Exercise text:
━━━━━━━━━━━━━━━━
Cold and flu season is here and getting a flu shot is the best way to take action and protect yourself and others. Practicing proper hand hygiene adds an extra layer of protection to prevent the spread of germs.

 “Our hands are probably the easiest way to transmit disease between us and they can transmit just about anything,” said Debra Miller, MHA, RN, CIC, director of Infection Control at Abington - Jefferson Health.

Germs or microscopic bacteria, viruses, fungi and protozoa, which are commonly transmitted by unwashed hands, are everywhere—but they aren’t all bad. In fact, a healthy body includes a variety of different germs. However, when a species of unwanted germs get into our bodies through our eyes, nose, mouth or broken skin, they can multiply and overpower the immune system, making us sick.

This includes minor illnesses like the common cold, as well as major infections like influenza, MRSA or staph, which can be deadly without proper treatment or for those with a compromised immune system. One of the best ways to prevent the spread of germs is through proper hand washing.

The Importance of Hand Washing

“It protects you, as well as the people you have contact with,” said Miller. “If there are germs in your system and you touch your nose, then a doorknob; that doorknob now has germs on it—even if there are no visible signs.”

Each Jefferson Health facility employs a hand hygiene program. Miller reports that Abington’s “secret shopper” program, which monitors hospital staff, boasts over 90 percent compliance, and that clean hands are part of the hospital’s culture.

“Healthcare workers go patient to patient, which is why there’s such a huge emphasis on cleanliness, both personally and at work,” said Miller.

The awareness program also stretches to patients and visitors, who are encouraged to wash thier hands regularly. Even if they are not seeing multiple patients, visitors can transmit germs among family members, friends and colleagues after they leave the hospital. This makes at-home hand hygiene just as important.
━━━━━━━━━━━━━━━━
Raw data:

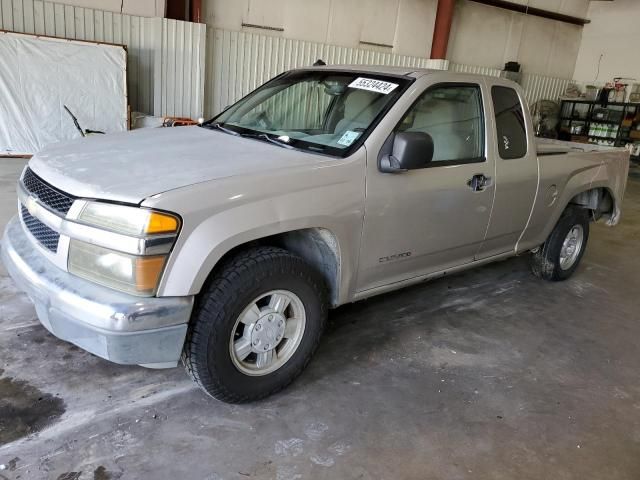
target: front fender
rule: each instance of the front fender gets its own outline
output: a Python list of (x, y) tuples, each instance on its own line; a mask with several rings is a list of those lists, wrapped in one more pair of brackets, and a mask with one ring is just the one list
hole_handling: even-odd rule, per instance
[[(354, 154), (355, 155), (355, 154)], [(351, 294), (364, 216), (365, 155), (297, 175), (231, 177), (163, 194), (144, 205), (178, 213), (182, 231), (159, 296), (194, 295), (220, 259), (240, 245), (307, 228), (331, 232), (341, 252), (338, 301)]]

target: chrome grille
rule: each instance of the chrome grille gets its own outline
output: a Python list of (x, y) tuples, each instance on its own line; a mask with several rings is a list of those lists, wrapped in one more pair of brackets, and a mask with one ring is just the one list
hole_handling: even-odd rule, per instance
[(31, 195), (62, 215), (66, 215), (73, 204), (74, 197), (52, 187), (33, 173), (30, 168), (24, 172), (22, 183)]
[(33, 235), (47, 250), (57, 253), (60, 234), (51, 230), (44, 223), (31, 215), (24, 205), (20, 205), (20, 214), (22, 215), (22, 221), (31, 232), (31, 235)]

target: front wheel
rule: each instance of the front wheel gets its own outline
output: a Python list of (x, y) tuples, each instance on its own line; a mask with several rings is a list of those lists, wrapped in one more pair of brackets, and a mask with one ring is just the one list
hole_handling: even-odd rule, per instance
[(306, 367), (324, 329), (320, 275), (303, 259), (258, 247), (227, 260), (200, 294), (182, 360), (211, 396), (258, 400)]
[(546, 242), (532, 255), (531, 270), (544, 280), (569, 278), (578, 268), (589, 239), (589, 212), (568, 207)]

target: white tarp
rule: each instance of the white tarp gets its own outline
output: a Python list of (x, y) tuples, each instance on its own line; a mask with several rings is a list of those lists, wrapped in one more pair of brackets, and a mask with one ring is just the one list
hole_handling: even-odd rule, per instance
[(0, 154), (127, 128), (127, 55), (122, 46), (0, 32)]

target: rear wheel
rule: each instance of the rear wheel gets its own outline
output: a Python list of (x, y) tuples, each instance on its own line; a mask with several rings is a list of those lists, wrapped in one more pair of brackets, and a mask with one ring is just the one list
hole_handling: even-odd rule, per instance
[(227, 260), (194, 307), (182, 360), (211, 396), (257, 400), (306, 367), (327, 317), (321, 276), (303, 259), (258, 247)]
[(569, 278), (578, 268), (589, 239), (589, 212), (568, 207), (549, 238), (531, 257), (534, 275), (545, 280)]

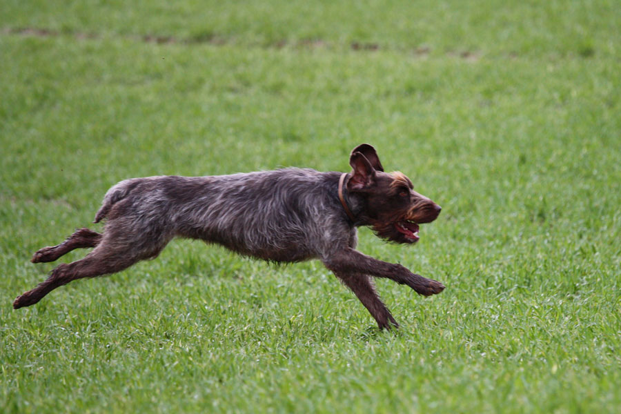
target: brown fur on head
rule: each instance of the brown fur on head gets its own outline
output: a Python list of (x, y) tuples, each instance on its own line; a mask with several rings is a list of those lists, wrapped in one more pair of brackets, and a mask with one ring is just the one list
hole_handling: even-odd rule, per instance
[(347, 190), (362, 199), (361, 219), (380, 237), (395, 243), (415, 243), (419, 224), (437, 218), (440, 206), (413, 190), (412, 181), (400, 172), (384, 172), (370, 145), (354, 148)]

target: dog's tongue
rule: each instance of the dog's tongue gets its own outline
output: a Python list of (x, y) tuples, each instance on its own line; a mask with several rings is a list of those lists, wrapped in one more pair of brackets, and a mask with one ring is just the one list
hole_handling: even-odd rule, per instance
[(405, 235), (408, 239), (418, 240), (418, 224), (410, 221), (399, 221), (395, 224), (397, 231)]

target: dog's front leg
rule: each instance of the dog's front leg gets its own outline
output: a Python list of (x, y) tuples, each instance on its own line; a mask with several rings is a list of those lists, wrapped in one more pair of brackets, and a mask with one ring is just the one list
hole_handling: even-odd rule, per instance
[(362, 302), (368, 313), (377, 322), (379, 329), (390, 329), (391, 324), (396, 328), (399, 327), (399, 324), (393, 317), (391, 311), (388, 310), (375, 292), (373, 282), (368, 276), (362, 273), (341, 273), (338, 272), (335, 272), (335, 275), (348, 288), (351, 289), (352, 292)]
[(444, 290), (440, 282), (415, 275), (400, 264), (388, 263), (347, 248), (326, 259), (324, 264), (335, 273), (356, 273), (386, 277), (400, 284), (406, 284), (417, 293), (430, 296)]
━━━━━━━━━━━━━━━━
Tasks and exercises:
1) Answer these questions from the hand hygiene text:
(a) What position does Debra Miller hold at Abington - Jefferson Health?
(b) Through which parts of the body does the text say unwanted germs get in?
(c) What compliance rate does Abington's "secret shopper" program report?
2) Extend the hand hygiene text with a few paragraphs that pick up after its final sentence about at-home hand hygiene.

Exercise responses:
1)
(a) She is director of Infection Control at Abington - Jefferson Health.
(b) Through the eyes, nose, mouth or broken skin.
(c) Over 90 percent.

2)
Hand Hygiene at Home

When it comes to clean hands at home, there are two options: traditional soap and water or alcohol-based hand sanitizer.

Soap and warm water is ideal for cleaning visibly soiled hands, but it can often be more difficult to do properly. First, use the soap to create a lather on the hands, paying attention to the nail beds, between the fingers and the backs of the hands. This lather collects the bacteria, wicking them away as the soap is rinsed. Singing the ABC’s or Happy Birthday twice is a good measure of how long this process should take.

Rinsing, the second step, is the most important.

“A lot of people cut this short,” said Miller. “Bacteria will still be in the soap, and they will just be redeposited on the hands if it isn’t rinsed properly.” She also recommends that faucets be turned off with a paper towel in-hand, as the germs you were washing off became attached to the surface on first touch.

Hand sanitizers are easier to use correctly and can be just as effective. It’s important to remember to make contact with all areas of the hands while using sanitizer in order to avoid cross-contamination.

“Done properly, both are equally effective,” said Miller. “Soap removes germs, while sanitizer kills them on contact.”